*TASK PROMPT:* Transcribe precisely those lines of the listing that fall between the line containing "[point] woman's neck" and the last line, inclusive of both.

########################################

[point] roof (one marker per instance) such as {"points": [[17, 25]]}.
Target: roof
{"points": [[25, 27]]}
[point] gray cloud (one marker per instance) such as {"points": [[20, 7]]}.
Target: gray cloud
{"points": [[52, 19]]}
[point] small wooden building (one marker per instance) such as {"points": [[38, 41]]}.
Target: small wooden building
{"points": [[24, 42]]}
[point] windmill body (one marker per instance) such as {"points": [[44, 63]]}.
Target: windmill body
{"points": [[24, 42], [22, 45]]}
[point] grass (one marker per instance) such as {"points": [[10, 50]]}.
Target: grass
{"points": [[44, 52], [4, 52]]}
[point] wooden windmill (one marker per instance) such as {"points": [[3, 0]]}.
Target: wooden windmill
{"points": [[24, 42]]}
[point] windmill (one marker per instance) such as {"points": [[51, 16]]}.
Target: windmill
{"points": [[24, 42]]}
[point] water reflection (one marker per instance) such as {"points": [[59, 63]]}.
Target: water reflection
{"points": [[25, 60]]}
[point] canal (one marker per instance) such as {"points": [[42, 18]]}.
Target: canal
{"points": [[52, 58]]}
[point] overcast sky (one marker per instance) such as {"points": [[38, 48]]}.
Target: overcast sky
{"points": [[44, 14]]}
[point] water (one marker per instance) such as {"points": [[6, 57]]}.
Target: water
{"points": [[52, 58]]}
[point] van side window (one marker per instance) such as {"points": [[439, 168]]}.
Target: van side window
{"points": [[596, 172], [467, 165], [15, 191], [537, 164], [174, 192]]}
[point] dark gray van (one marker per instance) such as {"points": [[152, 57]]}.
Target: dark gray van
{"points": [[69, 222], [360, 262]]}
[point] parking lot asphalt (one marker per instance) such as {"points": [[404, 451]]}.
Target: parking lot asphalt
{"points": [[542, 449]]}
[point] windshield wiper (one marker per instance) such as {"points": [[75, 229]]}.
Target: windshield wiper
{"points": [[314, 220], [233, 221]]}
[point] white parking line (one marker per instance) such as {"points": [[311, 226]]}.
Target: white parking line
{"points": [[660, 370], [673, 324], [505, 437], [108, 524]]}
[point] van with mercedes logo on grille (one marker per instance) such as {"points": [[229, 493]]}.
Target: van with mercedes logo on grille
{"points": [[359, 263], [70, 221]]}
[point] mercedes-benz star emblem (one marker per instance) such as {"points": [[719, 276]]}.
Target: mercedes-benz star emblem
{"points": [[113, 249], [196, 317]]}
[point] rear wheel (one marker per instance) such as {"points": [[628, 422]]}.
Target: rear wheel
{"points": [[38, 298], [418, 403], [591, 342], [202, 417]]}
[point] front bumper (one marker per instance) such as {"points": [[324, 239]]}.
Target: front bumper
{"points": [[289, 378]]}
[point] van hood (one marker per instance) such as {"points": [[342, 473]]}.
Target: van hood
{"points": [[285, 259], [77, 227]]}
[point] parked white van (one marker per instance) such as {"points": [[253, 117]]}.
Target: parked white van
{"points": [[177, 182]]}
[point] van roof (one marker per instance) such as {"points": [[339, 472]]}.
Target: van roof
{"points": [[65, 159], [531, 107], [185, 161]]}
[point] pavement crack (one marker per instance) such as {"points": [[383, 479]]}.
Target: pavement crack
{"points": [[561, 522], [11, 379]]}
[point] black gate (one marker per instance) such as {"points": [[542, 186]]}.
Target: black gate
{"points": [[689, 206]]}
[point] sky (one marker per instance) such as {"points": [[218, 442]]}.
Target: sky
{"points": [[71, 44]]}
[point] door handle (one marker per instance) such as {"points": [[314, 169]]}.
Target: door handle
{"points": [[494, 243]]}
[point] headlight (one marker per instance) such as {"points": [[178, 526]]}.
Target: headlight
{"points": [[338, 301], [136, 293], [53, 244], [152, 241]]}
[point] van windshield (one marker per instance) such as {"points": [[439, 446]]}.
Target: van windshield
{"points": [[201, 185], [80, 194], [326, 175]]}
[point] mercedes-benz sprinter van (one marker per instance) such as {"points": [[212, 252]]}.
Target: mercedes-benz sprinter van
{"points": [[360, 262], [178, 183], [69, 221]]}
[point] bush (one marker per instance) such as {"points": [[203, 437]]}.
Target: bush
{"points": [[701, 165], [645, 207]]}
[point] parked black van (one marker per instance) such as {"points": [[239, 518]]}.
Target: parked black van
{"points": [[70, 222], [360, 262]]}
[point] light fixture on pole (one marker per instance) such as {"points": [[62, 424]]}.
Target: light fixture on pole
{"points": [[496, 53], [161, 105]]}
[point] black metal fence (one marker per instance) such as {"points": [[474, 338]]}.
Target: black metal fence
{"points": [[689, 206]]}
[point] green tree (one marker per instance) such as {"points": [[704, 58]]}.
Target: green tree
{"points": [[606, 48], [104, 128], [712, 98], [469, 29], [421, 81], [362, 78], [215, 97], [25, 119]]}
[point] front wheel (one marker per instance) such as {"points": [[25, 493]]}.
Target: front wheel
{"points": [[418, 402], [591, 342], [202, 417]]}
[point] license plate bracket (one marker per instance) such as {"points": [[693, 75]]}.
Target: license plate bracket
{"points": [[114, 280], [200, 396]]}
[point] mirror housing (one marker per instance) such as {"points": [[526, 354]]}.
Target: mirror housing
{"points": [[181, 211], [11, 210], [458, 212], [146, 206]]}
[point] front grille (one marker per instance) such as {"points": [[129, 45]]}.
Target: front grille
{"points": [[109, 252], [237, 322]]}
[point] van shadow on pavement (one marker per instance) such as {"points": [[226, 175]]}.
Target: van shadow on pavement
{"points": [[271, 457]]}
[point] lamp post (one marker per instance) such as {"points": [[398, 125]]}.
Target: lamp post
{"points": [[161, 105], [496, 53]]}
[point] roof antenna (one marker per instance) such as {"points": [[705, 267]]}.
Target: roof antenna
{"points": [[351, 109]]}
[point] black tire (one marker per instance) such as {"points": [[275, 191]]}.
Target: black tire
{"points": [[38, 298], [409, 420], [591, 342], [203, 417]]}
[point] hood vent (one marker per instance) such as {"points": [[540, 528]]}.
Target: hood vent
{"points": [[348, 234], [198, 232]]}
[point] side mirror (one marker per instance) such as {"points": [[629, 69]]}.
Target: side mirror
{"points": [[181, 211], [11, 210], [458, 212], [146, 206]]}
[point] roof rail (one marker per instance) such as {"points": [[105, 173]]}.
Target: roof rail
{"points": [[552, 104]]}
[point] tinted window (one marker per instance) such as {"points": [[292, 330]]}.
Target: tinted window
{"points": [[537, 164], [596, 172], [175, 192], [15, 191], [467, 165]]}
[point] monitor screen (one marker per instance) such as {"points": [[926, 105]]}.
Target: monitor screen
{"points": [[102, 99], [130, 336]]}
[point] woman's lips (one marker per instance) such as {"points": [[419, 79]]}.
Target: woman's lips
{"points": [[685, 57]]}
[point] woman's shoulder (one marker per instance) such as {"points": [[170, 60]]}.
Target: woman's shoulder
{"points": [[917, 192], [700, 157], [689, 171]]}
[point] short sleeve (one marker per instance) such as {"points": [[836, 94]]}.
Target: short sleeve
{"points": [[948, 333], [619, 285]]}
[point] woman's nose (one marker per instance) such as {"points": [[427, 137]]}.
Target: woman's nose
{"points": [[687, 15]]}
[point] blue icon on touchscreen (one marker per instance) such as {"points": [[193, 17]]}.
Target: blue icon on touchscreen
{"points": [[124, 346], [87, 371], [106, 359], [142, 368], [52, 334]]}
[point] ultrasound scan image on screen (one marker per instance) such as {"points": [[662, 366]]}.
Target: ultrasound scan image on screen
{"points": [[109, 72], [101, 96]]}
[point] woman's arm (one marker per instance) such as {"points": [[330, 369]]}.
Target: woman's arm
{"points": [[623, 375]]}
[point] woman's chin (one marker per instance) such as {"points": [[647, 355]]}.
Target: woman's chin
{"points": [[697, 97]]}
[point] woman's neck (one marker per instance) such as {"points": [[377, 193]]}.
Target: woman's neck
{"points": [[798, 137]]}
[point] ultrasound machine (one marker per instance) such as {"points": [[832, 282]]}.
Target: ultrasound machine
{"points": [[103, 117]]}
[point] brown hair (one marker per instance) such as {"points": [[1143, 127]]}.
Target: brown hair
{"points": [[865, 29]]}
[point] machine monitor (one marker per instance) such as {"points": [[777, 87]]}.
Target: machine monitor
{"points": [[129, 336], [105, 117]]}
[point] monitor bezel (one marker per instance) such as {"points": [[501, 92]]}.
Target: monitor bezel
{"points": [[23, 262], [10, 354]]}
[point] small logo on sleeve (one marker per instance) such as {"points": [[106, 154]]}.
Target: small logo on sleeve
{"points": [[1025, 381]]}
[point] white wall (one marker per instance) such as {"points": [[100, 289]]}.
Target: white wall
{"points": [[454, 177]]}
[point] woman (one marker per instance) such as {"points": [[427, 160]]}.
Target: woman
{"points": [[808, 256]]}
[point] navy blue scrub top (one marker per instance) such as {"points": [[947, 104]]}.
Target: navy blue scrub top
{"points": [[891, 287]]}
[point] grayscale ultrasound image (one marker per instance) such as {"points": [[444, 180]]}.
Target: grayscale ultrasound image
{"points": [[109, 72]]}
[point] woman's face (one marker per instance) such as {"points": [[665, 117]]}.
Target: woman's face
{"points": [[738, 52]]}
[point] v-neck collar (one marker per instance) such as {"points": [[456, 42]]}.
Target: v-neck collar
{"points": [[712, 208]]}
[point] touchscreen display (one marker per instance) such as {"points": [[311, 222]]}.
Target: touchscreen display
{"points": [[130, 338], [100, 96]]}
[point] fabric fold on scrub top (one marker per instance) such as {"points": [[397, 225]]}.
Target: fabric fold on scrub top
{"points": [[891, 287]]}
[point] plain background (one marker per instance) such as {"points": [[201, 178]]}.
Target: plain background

########################################

*RESULT BELOW:*
[point] woman's neck (one marker per instance) such as {"points": [[377, 193]]}.
Target: woman's neck
{"points": [[798, 137]]}
[point] ultrasound machine (one marker per instance) such as {"points": [[832, 282]]}.
Target: ultrasound machine
{"points": [[103, 117]]}
[point] brown hair (one marker per instance) such as {"points": [[1143, 127]]}.
Target: brown hair
{"points": [[865, 29]]}
[point] machine monitor (one marker per instance) such as {"points": [[777, 87]]}.
Target: machine monitor
{"points": [[129, 336], [105, 117]]}
[point] monitor bezel (one marker per instance) such as {"points": [[501, 92]]}.
Target: monitor bezel
{"points": [[23, 262], [10, 354]]}
[point] small logo on sleeve (one marker per instance) such as {"points": [[106, 154]]}.
Target: small logo on sleeve
{"points": [[1025, 381]]}
[point] white wall (one marker per instance) such as {"points": [[100, 289]]}.
Target: white wall
{"points": [[454, 177]]}
[point] woman (one marker per instance) such as {"points": [[427, 160]]}.
Target: woman
{"points": [[808, 256]]}
[point] navy blue scrub top (one marker per instance) such as {"points": [[947, 104]]}.
Target: navy blue scrub top
{"points": [[891, 287]]}
[point] grayscale ultrasound image (one marker per instance) such as {"points": [[444, 180]]}.
Target: grayscale ultrasound image
{"points": [[109, 72]]}
[point] woman's face (one marker per instance) such as {"points": [[665, 117]]}.
Target: woman's face
{"points": [[738, 52]]}
[point] v-neck collar (one marker per instance) such as {"points": [[456, 42]]}.
Target: v-neck collar
{"points": [[712, 208]]}
[point] touchscreen display (one marker per instance) such as {"points": [[311, 222]]}.
Target: touchscreen display
{"points": [[130, 338], [100, 96]]}
[point] fabric fold on scrub top (one marker per instance) such as {"points": [[397, 225]]}.
Target: fabric fold on scrub top
{"points": [[891, 287]]}
[point] plain background (one marker per instance) such as {"points": [[201, 178]]}.
Target: plain background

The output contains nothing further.